◆ Text provided ◆
Personal information
- Born: 13 April 1988 (age 38) Kazygurt District, Turkistan Region, Kazakh SSR, Soviet Union

Chess career
- Country: Kazakhstan
- Title: Woman Grandmaster (2020)
- Peak rating: 2319 (April 2020)

= Gulmira Dauletova =

Kazakhstani chess player (born 1988)

Gülmira Däuletova (Гүлмира Дәулетова; born 13 April 1988) is a Kazakhstani chess player who holds the title of Woman Grandmaster (WGM, 2020), Women's Chess Olympiad individual bronze medal winner (2014).

==Biography==
Gulmira Dauletova learned to play chess at the age of four. Since there was no chess section in the village of Kizigurtta, where Gulmira spent her childhood, she started participating in chess tournaments at the age of twelve. In 2001, Gulmira Dauletova won Uzbekistan Open Youth Chess Championship. In 2006, she won the Asian Youth Chess Championship in the U18 age group. In 2019, she won silver medal in Kazakhstani Women's Chess Championship.

◆ Record set ◆

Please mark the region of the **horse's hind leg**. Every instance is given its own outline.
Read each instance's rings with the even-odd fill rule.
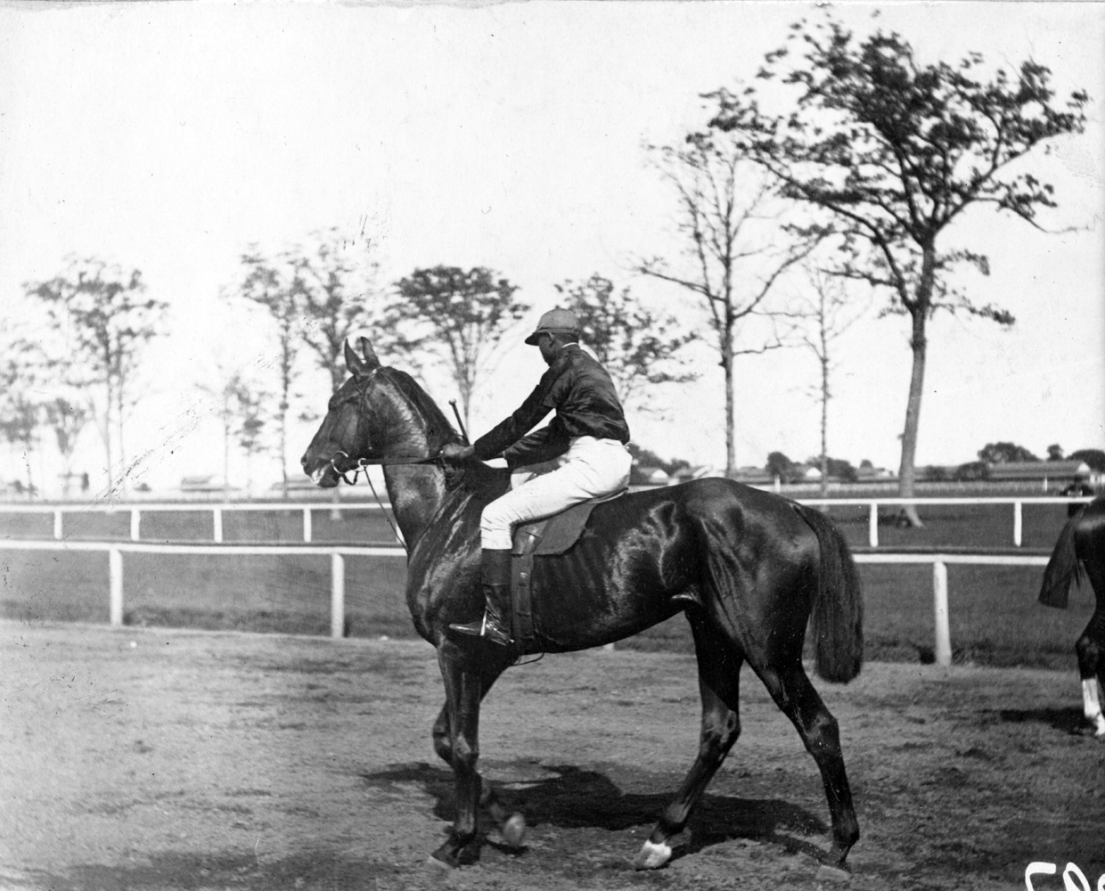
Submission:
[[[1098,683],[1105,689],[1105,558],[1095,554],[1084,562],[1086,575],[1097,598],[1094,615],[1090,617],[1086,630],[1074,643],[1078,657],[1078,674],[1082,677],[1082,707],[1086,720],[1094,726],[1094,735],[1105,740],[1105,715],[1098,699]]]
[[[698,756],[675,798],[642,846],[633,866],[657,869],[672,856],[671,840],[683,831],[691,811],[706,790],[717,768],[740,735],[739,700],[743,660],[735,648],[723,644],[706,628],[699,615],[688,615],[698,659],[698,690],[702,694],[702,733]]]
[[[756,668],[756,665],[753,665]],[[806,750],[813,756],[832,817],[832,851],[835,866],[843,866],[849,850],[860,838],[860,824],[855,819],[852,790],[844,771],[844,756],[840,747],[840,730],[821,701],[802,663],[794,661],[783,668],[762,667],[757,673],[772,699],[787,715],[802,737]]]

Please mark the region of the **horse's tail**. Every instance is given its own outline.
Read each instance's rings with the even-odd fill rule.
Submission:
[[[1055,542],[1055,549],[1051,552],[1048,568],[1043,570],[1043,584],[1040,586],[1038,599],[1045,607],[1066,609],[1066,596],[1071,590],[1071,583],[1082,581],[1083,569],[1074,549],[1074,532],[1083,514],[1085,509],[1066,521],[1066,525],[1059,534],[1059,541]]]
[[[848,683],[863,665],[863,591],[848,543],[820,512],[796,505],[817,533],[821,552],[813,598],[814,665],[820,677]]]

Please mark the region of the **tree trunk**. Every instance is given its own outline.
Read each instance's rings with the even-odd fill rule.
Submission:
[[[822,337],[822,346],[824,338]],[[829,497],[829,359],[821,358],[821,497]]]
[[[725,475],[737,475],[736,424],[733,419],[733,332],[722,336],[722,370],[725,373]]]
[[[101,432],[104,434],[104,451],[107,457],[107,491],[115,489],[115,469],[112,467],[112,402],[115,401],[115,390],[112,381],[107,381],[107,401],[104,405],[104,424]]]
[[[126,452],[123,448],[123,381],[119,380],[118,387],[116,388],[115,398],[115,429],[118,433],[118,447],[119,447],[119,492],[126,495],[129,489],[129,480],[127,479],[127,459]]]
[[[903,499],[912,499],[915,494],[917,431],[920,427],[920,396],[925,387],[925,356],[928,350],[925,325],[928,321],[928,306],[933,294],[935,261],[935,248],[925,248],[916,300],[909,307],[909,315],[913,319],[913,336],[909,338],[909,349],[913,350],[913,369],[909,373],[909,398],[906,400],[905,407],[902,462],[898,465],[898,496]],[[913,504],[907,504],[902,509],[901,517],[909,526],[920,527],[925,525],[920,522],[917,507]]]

◆ Problems and tasks ◆
A. Name every chess competition mentioned in the Biography section of the Gulmira Dauletova text.
B. Reproduce a passage from the Gulmira Dauletova text word for word. Begin at "Gülmira Däuletova (Гүлмира" and stop after "Women's Chess Championship.".

◆ Solution set ◆
A.
Uzbekistan Open Youth Chess Championship
Asian Youth Chess Championship
Kazakhstani Women's Chess Championship

B.
Gülmira Däuletova (Гүлмира Дәулетова; born 13 April 1988) is a Kazakhstani chess player who holds the title of Woman Grandmaster (WGM, 2020), Women's Chess Olympiad individual bronze medal winner (2014).

==Biography==
Gulmira Dauletova learned to play chess at the age of four. Since there was no chess section in the village of Kizigurtta, where Gulmira spent her childhood, she started participating in chess tournaments at the age of twelve. In 2001, Gulmira Dauletova won Uzbekistan Open Youth Chess Championship. In 2006, she won the Asian Youth Chess Championship in the U18 age group. In 2019, she won silver medal in Kazakhstani Women's Chess Championship.